What needs to be done: Return every line of the material exactly.

Location identification entries
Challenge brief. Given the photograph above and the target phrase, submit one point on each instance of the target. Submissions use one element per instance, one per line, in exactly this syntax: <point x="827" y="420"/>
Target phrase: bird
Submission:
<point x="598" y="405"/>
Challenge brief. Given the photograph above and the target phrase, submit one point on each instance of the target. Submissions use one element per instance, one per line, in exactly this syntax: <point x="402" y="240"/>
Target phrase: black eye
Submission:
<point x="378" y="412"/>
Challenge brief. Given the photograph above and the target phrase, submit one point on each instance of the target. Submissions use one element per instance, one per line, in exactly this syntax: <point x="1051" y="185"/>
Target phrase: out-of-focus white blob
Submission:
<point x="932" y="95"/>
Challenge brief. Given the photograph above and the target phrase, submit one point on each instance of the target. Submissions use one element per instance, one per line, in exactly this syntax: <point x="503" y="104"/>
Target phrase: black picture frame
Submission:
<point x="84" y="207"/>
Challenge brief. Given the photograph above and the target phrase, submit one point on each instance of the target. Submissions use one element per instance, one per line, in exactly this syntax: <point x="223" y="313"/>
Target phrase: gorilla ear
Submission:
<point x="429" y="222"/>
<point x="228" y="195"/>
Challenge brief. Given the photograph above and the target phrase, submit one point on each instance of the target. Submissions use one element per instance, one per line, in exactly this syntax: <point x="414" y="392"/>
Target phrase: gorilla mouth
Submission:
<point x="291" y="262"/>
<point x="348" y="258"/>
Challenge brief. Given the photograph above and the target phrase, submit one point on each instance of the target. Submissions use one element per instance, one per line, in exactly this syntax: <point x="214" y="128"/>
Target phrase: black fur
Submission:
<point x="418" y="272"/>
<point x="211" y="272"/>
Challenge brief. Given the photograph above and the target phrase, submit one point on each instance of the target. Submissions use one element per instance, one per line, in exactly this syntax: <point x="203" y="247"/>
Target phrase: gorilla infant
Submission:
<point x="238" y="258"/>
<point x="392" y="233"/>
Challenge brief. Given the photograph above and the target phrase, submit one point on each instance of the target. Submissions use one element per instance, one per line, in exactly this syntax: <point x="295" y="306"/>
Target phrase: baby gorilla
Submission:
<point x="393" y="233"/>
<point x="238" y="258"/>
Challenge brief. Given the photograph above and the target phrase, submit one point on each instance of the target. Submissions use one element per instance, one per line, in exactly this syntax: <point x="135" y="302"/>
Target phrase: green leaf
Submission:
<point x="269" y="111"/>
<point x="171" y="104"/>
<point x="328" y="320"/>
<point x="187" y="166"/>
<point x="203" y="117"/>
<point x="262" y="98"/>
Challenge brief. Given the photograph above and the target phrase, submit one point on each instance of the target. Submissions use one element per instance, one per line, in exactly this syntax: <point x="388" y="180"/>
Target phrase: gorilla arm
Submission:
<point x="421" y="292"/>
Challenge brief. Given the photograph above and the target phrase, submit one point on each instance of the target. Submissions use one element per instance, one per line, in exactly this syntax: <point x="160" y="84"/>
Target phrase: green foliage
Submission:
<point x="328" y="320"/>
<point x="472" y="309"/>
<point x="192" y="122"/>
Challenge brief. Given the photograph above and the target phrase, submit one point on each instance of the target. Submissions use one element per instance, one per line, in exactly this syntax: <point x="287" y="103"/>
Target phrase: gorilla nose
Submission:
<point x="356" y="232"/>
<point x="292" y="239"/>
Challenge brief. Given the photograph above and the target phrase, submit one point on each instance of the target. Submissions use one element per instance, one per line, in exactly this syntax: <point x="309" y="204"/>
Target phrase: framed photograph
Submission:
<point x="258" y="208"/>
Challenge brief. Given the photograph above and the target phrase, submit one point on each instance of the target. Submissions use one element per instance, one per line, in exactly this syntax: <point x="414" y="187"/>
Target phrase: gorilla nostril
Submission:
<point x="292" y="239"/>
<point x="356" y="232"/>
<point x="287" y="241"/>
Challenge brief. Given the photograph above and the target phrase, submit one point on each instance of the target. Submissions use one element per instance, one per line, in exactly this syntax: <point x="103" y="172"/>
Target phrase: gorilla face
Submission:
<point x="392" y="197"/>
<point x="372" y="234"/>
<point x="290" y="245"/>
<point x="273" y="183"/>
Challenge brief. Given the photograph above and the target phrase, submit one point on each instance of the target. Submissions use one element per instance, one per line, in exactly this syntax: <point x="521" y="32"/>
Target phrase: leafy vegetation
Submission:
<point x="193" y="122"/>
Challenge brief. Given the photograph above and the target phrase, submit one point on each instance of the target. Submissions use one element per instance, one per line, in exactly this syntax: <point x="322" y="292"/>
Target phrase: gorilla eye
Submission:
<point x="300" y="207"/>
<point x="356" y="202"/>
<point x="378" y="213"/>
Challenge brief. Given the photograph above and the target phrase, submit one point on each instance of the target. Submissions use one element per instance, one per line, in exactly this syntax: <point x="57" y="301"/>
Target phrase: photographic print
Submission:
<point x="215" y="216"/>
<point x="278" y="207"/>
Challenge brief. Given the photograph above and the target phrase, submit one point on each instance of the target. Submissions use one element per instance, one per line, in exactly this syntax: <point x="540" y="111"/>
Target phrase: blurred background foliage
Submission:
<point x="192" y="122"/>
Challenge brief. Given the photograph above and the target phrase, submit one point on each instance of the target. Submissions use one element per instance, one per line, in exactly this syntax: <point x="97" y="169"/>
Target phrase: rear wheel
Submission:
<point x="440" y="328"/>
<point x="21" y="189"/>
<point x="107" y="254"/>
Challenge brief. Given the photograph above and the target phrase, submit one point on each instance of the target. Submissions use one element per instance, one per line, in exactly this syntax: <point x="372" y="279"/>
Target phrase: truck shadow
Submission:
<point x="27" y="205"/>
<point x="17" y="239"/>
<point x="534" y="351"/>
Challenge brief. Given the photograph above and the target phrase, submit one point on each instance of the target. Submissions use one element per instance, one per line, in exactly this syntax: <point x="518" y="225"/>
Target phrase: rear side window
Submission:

Reply:
Challenge brief. Given the photograph above and the target phrase, submit one point on each instance of the target. Submissions use one element per instance, one per line, in exactly this syntax: <point x="827" y="420"/>
Target phrase: bird
Submission:
<point x="598" y="405"/>
Challenge brief. Given the photograph above and the target phrase, submit one point on each instance of the target. Submissions use one element per instance, one per line, in exactly this syntax: <point x="402" y="240"/>
Target phrase: black eye
Submission:
<point x="378" y="412"/>
Challenge brief. Given the photograph above and the target phrase, submit one point on each instance of the target. Submissions use one element per instance, one per line, in exactly this syntax: <point x="1051" y="185"/>
Target phrase: out-of-focus white blob
Submission:
<point x="932" y="95"/>
Challenge brief. Given the photograph above and the target phrase, submit one point on each instance of the target. Submissions use one element per instance, one per line, in exactly this syntax: <point x="503" y="104"/>
Target phrase: black picture frame
Submission:
<point x="84" y="207"/>
Challenge brief. Given the photograph above and the target phrase, submit one point on each instance of the target. Submissions use one element per instance, one per line, in exactly this syntax: <point x="223" y="313"/>
Target phrase: gorilla ear
Submission:
<point x="429" y="222"/>
<point x="228" y="195"/>
Challenge brief. Given the photograph above and the target phrase, submit one point on each instance of the target. Submissions use one element per instance, one per line, in exactly this syntax: <point x="414" y="392"/>
Target phrase: gorilla mouth
Submission:
<point x="291" y="262"/>
<point x="348" y="258"/>
Challenge brief. Given the photograph above and the target phrase, submit one point on each instance of the target. Submissions use one element per instance, one per line, in exactly this syntax: <point x="214" y="128"/>
Target phrase: black fur
Submission:
<point x="418" y="272"/>
<point x="211" y="272"/>
Challenge brief. Given the photograph above and the target phrase, submit one point on each instance of the target. Submissions use one element per instance, one per line, in exactly this syntax: <point x="203" y="247"/>
Target phrase: gorilla infant
Submission:
<point x="238" y="258"/>
<point x="392" y="233"/>
Challenge brief. Given the photograph above and the target phrase, submit one point on each instance of the target. Submissions use one element per instance, one per line, in exactly this syntax: <point x="295" y="306"/>
Target phrase: baby gorilla
Submission:
<point x="393" y="233"/>
<point x="238" y="258"/>
Challenge brief. Given the photograph above and the target phrase, submit one point on each instance of the target. Submissions use one element per instance, one per line, in exactly this syntax: <point x="135" y="302"/>
Target phrase: green leaf
Submission:
<point x="269" y="111"/>
<point x="171" y="104"/>
<point x="328" y="320"/>
<point x="187" y="166"/>
<point x="203" y="117"/>
<point x="262" y="98"/>
Challenge brief. Given the photograph above and the target phrase, submit one point on each instance of the target. Submissions use one element per instance, one per line, in exactly this syntax: <point x="388" y="180"/>
Target phrase: gorilla arm
Submission:
<point x="421" y="292"/>
Challenge brief. Given the photograph above and the target phrase, submit one point on each instance of the target. Submissions use one element per instance, one per line, in exactly this syntax: <point x="160" y="84"/>
Target phrase: green foliage
Submission:
<point x="328" y="320"/>
<point x="472" y="309"/>
<point x="192" y="122"/>
Challenge brief. Given the photograph above and the target phrase, submit one point on each instance of the target. Submissions use one element per instance, one per line, in exactly this syntax: <point x="287" y="103"/>
Target phrase: gorilla nose
Submission:
<point x="356" y="232"/>
<point x="292" y="239"/>
Challenge brief. Given the photograph above and the target phrase, submit one point on each instance of the target. Submissions use one element per instance, one per line, in exactly this syntax: <point x="309" y="204"/>
Target phrase: framed photograph
Submission:
<point x="258" y="208"/>
Challenge brief. Given the photograph above and the target phrase, submit one point on each instance of the target. Submissions use one element per instance, one per line, in exactly this syntax: <point x="414" y="187"/>
Target phrase: gorilla nostril
Submission:
<point x="292" y="239"/>
<point x="356" y="232"/>
<point x="287" y="241"/>
Challenge brief. Given the photograph above and the target phrase, submit one point on each instance of the target. Submissions use one element per instance, one per line, in exactly this syntax: <point x="103" y="172"/>
Target phrase: gorilla face
Submission:
<point x="392" y="197"/>
<point x="372" y="234"/>
<point x="290" y="245"/>
<point x="273" y="183"/>
Challenge brief. Given the photograph above and the target phrase, submit one point on each instance of the target. Submissions use one element per instance, one per line, in exactly this syntax: <point x="521" y="32"/>
Target phrase: leafy vegetation
Submission:
<point x="193" y="122"/>
Challenge brief. Given the photograph above and the target phrase, submit one point on each instance of the target. Submissions use one element per instance, one per line, in exactly this syntax: <point x="322" y="292"/>
Target phrase: gorilla eye
Submission:
<point x="300" y="207"/>
<point x="356" y="202"/>
<point x="378" y="213"/>
Challenge brief. Given the photograph above and the target phrase, submit one point on each instance of the target. Submissions use one element per instance, one per line, in exactly this syntax: <point x="57" y="301"/>
Target phrase: photographic print
Submission:
<point x="215" y="216"/>
<point x="278" y="207"/>
Challenge brief. Given the photograph above and the target phrase, submit one point on each instance of the target. Submissions use one element per instance, one per line, in exactly this syntax: <point x="540" y="111"/>
Target phrase: blurred background foliage
Submission:
<point x="192" y="122"/>
Challenge brief. Given the photograph above and the target phrase, submit one point on each instance of the target. Submissions use one element per instance, one per line, in exactly this syntax: <point x="97" y="169"/>
Target phrase: rear wheel
Submission:
<point x="440" y="328"/>
<point x="21" y="189"/>
<point x="107" y="254"/>
Challenge brief. Given the photograph above and the target phrase, submit one point on each instance of the target. Submissions use one element per instance, one per line, in exactly this syntax: <point x="372" y="279"/>
Target phrase: truck shadow
Submission:
<point x="27" y="205"/>
<point x="17" y="239"/>
<point x="534" y="351"/>
Challenge brief. Given the photograph above and the target phrase, submit one point on each instance of the target. Submissions use one element per instance, one per line, in exactly this syntax: <point x="518" y="225"/>
Target phrase: rear side window
Submission:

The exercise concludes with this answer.